# Reading passage
PDQ Food Stores
- Industry: Retail
- Founded: 1948; 78 years ago in Middleton, Wisconsin
- Founder: Sam Jacobsen
- Defunct: October 9, 2017; 8 years ago
- Fate: Acquired by Kwik Trip in 2017

= PDQ Food Stores =

Defunct American convenience store chain

PDQ Food Stores was a chain of convenience stores located in the Wisconsin areas of Milwaukee and Madison, and one California store in Tahoma.

The chain began as Tri Dairy Store in 1948 in Middleton, Wisconsin, opened by Sam Jacobsen. Originally the store carried only dairy products, but Jacobsen added other grocery products as time went on, and business improved. The second store didn't come along until 1962; the name PDQ, an acronym for "pretty darn quick" or "pretty damn quick", was a popular catch phrase in the post-World War II era, and the name was suggested by Jacobsen's wife Mary. The original store soon adopted the name as well.

As of January 2016, PDQ Food Stores numbered 34 locations. Most sold gasoline, as is common with modern convenience stores. On May 1, 2009, PDQ Food Stores was sold to the employees and was 100% employee owned.

# Activity list
- 1) Translate this sentence from the PDQ Food Stores article into Spanish: "As of January 2016, PDQ Food Stores numbered 34 locations."
- 2) Quote the stretch of the PDQ Food Stores article from "Defunct American convenience" through "store in Tahoma.".
Please rely on the PDQ Food Stores article alone.

# Exercise data

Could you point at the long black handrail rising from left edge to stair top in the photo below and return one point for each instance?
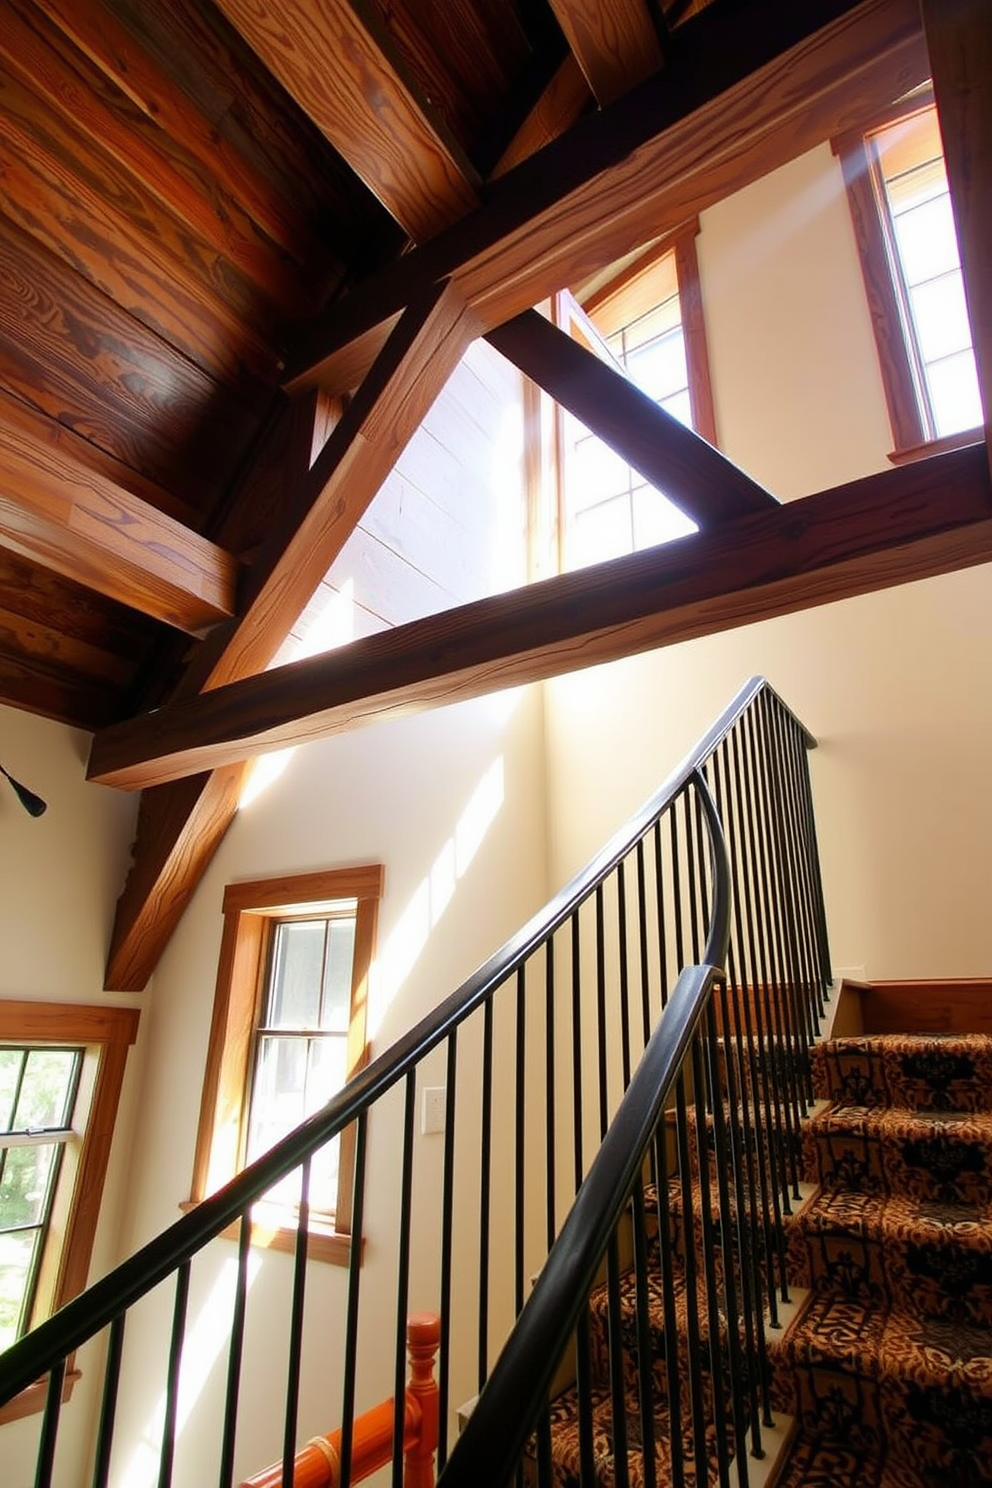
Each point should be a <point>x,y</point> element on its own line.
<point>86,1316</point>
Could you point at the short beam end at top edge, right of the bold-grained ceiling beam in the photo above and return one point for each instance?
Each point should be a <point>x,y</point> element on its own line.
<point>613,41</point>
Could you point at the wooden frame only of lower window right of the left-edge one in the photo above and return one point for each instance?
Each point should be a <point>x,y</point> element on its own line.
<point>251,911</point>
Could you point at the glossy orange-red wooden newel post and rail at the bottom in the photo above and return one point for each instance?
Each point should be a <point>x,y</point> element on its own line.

# Task solutions
- 1) Para enero de 2016, PDQ Food Stores contaba con 34 establecimientos.

- 2)
Defunct American convenience store chain

PDQ Food Stores was a chain of convenience stores located in the Wisconsin areas of Milwaukee and Madison, and one California store in Tahoma.